[Collected data entries]

━━━━━━━━━━━━━━━━

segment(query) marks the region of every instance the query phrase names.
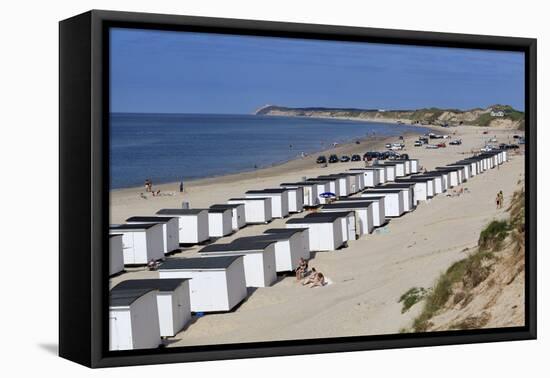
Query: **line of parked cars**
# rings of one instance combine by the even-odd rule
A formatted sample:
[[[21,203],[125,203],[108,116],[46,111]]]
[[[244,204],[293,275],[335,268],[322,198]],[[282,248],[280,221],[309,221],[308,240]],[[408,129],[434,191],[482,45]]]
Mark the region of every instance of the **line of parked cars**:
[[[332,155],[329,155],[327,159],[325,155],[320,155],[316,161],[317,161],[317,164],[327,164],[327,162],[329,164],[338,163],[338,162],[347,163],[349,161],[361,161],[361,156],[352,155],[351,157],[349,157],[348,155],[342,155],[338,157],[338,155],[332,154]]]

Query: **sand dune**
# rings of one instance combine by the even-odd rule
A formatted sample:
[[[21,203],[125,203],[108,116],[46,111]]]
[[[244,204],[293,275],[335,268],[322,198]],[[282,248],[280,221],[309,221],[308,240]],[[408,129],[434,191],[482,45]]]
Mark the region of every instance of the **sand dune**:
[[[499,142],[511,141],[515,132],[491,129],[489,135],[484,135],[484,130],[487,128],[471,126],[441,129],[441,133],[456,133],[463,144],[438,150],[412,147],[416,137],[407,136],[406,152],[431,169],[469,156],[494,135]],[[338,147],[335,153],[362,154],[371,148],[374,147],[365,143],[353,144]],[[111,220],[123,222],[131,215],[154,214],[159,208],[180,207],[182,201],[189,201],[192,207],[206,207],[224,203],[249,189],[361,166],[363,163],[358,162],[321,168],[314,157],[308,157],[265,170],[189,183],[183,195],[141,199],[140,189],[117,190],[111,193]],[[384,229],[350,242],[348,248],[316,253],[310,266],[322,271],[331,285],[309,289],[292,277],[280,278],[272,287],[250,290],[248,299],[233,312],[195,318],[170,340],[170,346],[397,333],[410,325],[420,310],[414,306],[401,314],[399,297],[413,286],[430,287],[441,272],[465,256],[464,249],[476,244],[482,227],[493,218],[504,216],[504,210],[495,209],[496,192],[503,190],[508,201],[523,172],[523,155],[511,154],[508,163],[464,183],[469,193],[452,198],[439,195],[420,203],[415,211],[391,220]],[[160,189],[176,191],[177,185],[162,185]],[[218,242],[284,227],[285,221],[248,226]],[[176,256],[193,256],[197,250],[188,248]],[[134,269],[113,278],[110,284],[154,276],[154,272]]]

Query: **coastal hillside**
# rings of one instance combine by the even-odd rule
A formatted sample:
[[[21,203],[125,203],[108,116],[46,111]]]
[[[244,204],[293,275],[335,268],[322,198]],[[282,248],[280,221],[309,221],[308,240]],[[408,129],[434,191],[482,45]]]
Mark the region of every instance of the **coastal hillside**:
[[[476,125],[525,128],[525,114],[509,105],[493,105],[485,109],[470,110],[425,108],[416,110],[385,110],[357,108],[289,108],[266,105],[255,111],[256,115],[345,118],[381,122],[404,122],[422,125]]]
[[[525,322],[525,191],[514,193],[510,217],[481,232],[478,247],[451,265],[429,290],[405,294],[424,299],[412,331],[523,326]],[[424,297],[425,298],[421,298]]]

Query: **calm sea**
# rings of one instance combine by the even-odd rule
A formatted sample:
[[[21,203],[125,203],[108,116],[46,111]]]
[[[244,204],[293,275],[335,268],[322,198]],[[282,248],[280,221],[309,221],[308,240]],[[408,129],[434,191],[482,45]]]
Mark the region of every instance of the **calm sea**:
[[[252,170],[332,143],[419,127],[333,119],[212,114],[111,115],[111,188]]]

━━━━━━━━━━━━━━━━

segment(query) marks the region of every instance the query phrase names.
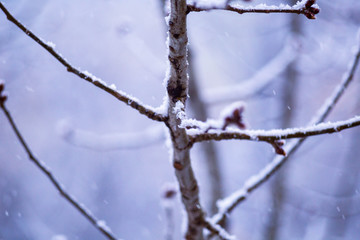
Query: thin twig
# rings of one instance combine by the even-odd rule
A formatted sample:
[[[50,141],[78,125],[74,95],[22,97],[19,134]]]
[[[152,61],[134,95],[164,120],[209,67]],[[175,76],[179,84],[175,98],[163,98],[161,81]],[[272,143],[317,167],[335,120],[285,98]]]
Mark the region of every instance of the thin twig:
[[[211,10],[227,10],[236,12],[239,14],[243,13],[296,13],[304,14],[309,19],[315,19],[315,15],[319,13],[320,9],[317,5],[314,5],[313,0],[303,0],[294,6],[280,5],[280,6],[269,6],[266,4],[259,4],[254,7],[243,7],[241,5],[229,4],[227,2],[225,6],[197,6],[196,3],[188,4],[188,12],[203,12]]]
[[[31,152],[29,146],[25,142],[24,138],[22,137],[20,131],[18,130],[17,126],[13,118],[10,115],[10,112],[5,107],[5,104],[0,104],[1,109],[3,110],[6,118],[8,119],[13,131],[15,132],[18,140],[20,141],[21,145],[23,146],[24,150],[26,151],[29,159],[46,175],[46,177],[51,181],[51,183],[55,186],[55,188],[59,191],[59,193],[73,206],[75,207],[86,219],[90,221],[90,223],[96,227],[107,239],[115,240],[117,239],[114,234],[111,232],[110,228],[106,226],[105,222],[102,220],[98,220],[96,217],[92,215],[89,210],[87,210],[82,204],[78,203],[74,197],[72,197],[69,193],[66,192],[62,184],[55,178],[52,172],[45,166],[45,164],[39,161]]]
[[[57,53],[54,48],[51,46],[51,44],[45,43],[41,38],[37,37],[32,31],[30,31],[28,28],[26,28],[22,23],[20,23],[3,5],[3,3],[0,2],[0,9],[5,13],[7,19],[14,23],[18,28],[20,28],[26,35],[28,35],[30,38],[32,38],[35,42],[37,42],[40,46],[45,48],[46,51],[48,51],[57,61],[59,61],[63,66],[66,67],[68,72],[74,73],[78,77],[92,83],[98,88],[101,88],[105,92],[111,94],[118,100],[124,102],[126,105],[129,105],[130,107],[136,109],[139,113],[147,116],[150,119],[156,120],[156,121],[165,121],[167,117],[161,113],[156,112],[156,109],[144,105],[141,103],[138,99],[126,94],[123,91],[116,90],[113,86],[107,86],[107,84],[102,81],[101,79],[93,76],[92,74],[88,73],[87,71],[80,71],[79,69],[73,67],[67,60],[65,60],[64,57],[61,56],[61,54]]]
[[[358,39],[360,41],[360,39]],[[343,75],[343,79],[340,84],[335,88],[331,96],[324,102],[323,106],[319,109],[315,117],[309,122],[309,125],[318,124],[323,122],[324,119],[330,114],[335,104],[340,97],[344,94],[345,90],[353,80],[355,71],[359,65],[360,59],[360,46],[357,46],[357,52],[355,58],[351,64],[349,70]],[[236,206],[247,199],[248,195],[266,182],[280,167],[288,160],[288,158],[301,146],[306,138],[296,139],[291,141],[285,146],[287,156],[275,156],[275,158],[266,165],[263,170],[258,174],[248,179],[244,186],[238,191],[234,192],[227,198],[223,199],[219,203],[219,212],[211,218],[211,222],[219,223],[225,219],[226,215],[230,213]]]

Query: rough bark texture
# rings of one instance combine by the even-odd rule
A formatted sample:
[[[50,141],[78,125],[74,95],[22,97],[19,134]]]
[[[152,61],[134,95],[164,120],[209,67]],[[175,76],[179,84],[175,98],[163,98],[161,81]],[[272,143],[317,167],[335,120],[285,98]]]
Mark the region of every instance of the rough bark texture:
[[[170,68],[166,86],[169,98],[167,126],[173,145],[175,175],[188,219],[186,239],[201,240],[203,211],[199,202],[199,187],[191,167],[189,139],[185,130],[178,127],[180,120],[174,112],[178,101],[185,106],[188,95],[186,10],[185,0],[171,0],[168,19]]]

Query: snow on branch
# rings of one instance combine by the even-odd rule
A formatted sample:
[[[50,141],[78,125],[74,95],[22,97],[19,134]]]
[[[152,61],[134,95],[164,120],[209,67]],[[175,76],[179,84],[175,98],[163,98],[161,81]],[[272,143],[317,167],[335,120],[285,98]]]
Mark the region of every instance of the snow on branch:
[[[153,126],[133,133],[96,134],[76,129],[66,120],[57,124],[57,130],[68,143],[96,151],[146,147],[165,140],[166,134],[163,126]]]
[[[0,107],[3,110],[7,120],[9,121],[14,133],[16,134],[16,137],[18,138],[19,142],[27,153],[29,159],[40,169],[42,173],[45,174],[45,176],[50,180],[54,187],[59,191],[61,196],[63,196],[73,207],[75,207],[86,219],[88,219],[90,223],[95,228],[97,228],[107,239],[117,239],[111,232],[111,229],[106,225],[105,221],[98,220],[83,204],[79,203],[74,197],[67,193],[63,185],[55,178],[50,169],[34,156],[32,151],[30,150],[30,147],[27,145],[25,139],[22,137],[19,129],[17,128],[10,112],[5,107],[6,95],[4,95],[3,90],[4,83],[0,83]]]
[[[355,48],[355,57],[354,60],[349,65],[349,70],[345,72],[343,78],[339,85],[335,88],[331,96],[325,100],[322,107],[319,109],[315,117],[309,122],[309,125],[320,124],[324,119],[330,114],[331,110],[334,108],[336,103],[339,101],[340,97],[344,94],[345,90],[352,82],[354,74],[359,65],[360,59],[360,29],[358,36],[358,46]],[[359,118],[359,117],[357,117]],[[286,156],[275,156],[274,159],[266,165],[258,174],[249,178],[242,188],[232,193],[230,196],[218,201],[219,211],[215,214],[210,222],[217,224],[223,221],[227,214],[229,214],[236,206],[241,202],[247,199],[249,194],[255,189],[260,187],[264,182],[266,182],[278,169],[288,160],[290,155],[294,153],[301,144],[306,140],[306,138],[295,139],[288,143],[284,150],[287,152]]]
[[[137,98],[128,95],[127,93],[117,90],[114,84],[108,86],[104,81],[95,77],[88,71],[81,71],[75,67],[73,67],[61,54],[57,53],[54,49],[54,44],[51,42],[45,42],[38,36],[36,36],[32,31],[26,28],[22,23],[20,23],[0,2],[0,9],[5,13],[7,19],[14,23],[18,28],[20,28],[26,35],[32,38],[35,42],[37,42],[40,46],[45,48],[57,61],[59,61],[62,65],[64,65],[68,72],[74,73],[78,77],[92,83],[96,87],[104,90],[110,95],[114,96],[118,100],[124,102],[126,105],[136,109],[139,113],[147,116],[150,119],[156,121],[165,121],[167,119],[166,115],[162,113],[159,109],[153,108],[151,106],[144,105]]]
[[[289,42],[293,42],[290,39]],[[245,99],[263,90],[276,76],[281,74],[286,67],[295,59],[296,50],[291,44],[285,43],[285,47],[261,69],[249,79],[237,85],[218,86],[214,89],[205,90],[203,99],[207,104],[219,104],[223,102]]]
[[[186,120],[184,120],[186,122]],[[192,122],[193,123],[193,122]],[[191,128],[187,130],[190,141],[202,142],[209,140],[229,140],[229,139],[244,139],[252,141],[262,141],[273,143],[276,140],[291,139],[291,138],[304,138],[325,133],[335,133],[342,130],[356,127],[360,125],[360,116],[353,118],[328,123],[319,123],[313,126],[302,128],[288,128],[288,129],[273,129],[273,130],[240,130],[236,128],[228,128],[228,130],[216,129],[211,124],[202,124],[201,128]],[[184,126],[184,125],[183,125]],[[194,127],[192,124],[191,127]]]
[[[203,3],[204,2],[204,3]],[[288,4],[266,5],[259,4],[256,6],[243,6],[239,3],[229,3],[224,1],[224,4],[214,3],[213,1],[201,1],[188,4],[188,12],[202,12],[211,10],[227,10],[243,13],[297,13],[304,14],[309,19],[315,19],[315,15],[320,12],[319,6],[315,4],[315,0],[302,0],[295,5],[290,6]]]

━━━━━━━━━━━━━━━━

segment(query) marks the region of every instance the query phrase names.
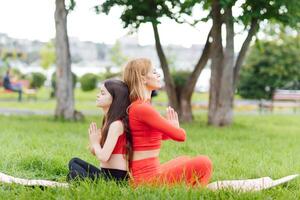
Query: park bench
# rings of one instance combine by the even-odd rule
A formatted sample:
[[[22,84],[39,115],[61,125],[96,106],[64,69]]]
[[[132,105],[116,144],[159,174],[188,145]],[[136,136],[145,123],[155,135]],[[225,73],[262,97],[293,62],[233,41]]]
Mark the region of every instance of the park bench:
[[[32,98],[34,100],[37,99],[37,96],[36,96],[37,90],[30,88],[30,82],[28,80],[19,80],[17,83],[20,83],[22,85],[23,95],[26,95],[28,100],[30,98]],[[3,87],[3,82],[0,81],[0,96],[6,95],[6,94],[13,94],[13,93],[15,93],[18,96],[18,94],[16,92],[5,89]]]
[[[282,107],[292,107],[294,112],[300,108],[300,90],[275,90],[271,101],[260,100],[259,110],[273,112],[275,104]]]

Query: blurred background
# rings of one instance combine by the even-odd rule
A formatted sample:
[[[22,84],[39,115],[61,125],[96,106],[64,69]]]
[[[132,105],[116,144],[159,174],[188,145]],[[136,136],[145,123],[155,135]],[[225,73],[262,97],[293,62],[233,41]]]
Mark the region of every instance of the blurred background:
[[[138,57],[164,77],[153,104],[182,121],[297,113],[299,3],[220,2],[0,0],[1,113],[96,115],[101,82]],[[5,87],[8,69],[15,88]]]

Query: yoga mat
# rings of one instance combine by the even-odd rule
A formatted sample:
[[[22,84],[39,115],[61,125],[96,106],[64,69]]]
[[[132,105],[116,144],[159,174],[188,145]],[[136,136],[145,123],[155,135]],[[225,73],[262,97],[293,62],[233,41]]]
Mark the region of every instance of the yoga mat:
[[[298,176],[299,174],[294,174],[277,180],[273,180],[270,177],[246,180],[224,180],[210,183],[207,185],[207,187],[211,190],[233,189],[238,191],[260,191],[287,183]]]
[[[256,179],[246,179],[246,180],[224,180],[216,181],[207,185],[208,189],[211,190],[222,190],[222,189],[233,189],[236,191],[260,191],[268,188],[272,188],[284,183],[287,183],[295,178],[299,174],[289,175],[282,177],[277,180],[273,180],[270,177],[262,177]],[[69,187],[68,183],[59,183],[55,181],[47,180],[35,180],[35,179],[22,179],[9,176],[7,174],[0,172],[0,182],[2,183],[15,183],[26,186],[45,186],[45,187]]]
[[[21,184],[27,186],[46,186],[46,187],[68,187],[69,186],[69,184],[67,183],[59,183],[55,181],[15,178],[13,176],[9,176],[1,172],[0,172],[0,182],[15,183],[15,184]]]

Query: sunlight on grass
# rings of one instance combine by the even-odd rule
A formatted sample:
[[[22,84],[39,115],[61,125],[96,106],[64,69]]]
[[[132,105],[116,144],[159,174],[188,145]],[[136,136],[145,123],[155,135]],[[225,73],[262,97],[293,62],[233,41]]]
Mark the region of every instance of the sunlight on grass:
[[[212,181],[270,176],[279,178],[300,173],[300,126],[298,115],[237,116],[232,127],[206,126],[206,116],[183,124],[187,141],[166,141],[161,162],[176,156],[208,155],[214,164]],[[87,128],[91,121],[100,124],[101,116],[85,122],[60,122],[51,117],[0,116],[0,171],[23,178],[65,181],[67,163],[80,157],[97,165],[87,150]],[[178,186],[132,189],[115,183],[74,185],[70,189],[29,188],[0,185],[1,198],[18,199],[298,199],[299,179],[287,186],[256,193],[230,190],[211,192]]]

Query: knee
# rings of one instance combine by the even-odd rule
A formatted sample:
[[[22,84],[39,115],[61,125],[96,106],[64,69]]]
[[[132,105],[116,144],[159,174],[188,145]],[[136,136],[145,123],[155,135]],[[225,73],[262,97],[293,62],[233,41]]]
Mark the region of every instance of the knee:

━━━━━━━━━━━━━━━━

Exercise: Which lines of the records above hold the word "knee"? Copy each one out.

Your solution:
Query: knee
Mark the region of every instance of the knee:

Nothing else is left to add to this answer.